╭─ TASK INPUT

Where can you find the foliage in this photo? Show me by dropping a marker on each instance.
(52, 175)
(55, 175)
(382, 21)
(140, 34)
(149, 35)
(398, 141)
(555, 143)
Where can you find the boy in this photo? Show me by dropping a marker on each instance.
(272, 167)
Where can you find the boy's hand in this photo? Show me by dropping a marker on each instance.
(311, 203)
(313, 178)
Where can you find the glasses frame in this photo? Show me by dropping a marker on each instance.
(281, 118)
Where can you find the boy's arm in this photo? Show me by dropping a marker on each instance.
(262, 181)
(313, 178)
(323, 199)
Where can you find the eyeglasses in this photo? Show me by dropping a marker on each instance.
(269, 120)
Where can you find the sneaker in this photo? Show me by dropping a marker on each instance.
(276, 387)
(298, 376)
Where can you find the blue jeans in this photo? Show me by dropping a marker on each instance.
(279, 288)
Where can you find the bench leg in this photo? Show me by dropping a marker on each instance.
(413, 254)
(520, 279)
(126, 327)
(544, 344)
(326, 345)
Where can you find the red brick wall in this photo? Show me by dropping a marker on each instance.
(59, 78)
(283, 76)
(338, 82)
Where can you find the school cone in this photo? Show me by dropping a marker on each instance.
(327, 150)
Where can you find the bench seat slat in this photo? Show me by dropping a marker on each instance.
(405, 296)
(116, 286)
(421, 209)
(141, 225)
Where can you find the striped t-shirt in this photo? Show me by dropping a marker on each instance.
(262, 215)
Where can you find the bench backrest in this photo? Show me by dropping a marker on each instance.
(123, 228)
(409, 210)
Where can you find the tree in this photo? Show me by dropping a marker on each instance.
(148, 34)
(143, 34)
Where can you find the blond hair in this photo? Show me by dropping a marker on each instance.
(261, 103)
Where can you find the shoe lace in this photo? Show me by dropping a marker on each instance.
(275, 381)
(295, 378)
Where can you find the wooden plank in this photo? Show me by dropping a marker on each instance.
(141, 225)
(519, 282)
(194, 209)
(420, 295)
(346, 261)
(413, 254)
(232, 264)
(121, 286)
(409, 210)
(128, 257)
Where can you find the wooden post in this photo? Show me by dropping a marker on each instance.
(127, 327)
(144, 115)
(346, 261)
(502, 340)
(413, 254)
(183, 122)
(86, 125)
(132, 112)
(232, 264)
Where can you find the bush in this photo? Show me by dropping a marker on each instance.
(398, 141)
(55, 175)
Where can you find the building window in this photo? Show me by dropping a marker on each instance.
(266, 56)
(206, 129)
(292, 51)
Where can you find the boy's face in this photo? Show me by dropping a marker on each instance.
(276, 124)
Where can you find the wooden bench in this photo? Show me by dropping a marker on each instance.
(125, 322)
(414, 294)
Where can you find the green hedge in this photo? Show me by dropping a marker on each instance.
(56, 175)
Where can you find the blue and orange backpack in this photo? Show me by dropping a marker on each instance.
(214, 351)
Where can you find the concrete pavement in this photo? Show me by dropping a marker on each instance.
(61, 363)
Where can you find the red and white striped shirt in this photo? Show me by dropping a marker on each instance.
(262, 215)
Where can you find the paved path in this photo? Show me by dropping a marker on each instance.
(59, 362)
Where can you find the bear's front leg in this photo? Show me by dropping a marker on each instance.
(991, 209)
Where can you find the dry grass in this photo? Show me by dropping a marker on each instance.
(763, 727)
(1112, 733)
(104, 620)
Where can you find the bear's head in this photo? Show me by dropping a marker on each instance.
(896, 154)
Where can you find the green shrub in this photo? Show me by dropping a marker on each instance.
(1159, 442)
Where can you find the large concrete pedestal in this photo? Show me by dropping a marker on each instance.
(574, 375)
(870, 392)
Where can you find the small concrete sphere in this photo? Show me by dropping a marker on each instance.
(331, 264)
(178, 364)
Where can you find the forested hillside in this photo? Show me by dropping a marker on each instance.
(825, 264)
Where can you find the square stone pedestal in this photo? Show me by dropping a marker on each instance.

╰─

WHAT YOU NEED TO DO: Write the whole of the data out again exactly as it stands.

OUTPUT FOR THIS TASK:
Where can you find the foliage in this photo? Show me by dropping a marker on each instance.
(52, 175)
(55, 175)
(382, 21)
(140, 34)
(149, 35)
(398, 141)
(555, 143)
Where can you find the boy in this photo? Show me by dropping a marker on each instance.
(272, 167)
Where can you find the boy's hand in this photo? Show me by dropping a marker on each instance.
(311, 203)
(313, 178)
Where can you find the glasses frame in this photo? Show me by dropping a marker on each instance.
(281, 118)
Where can you find the boy's arm in this photo? Show me by dropping a marker on each instance.
(262, 181)
(313, 178)
(323, 199)
Where can you find the eyeglasses in this photo? Show me by dropping a marker on each instance.
(269, 120)
Where can you find the sneaker in this photo? Show me by dropping a marker on each instance.
(276, 387)
(298, 376)
Where can you find the blue jeans in this photo? Show me by dropping a marker on each instance.
(279, 288)
Where can you find the bench leg in this photo? Show me by dropping a marker on each instance.
(413, 254)
(520, 279)
(126, 327)
(544, 344)
(326, 345)
Where can you find the red brick wall in this photo? Show me by dropping a marker on each instance.
(59, 78)
(283, 76)
(338, 82)
Where can you find the school cone in this photo? Show me by dropping a marker on each instance.
(327, 150)
Where can you find the bench seat slat in this photo? Show me by dropping a marker on each instance.
(405, 296)
(116, 286)
(421, 209)
(141, 225)
Where can you find the striped t-shirt in this photo? Show me by dropping a marker on each instance.
(262, 215)
Where can you find the bench backrest in this photo? Show me by dropping a marker on each instance.
(123, 228)
(409, 210)
Where can you find the tree in this photo? Show me by dropping a marker on each instance.
(148, 34)
(143, 34)
Where can you find the blond hair in this photo? Show me by dropping a marker on each instance.
(261, 103)
Where can you find the shoe lace in this photo? Show me by dropping a marker on each instance.
(275, 381)
(295, 378)
Where can you find the wooden plank in this photo? Show me by dropping a marker on each instance.
(141, 225)
(519, 282)
(194, 209)
(420, 295)
(346, 261)
(413, 254)
(232, 264)
(121, 286)
(409, 210)
(128, 257)
Where can you find the wooden post in this photo? Show me by dropping a marker on each instance.
(127, 327)
(144, 115)
(346, 261)
(502, 340)
(413, 254)
(183, 122)
(86, 125)
(132, 112)
(232, 264)
Where can you find the bush in this photo? Show me by dropping a marker on each instance.
(398, 141)
(55, 175)
Where can you find the building window in this photo? Show me by dropping a marker on each instance.
(266, 56)
(206, 129)
(292, 51)
Where can you find the boy's face in this photo? Show me by dropping a marker on each instance.
(276, 124)
Where can you find the wooden bench in this photo? Show me by dropping a marker on each instance.
(125, 322)
(414, 294)
Where can you find the green hedge in this photo? Show me by dropping a marker on each instance.
(56, 175)
Where can you find the blue and orange backpack in this photo? Show me by dropping a marker on each instance.
(214, 351)
Where can you find the concrete pavement in this photo? Show me by dropping a marker on each instance.
(61, 363)
Where can you find the red and white striped shirt in this photo? Show me by dropping a marker on each instance.
(262, 215)
Where can you find the paved path in this photo? Show me by dropping a marker on each instance.
(59, 362)
Where can you find the bear's front leg in this photo? Show me by dropping a marker on each instance.
(991, 209)
Where can you find the dry grass in this photo? Show me by dropping a marker on each instance.
(763, 727)
(1112, 733)
(104, 620)
Where can you find the bear's head in this photo? Show me by dropping a marker on each instance.
(896, 154)
Where can you find the green shrub in this photo? Show me by dropping a marker on each instance.
(1159, 442)
Where can you find the large concrete pedestal in this photo? Show me by dropping a marker on each instance.
(574, 375)
(870, 392)
Where can you find the small concrete sphere in this photo? Show me by dropping a marker on each instance.
(331, 264)
(178, 364)
Where can you find the forested hillside in this photo? Show me by dropping a marker on each instance.
(825, 264)
Where can you find the square stone pedestal in this photo? Show me by dropping a marker on each instance.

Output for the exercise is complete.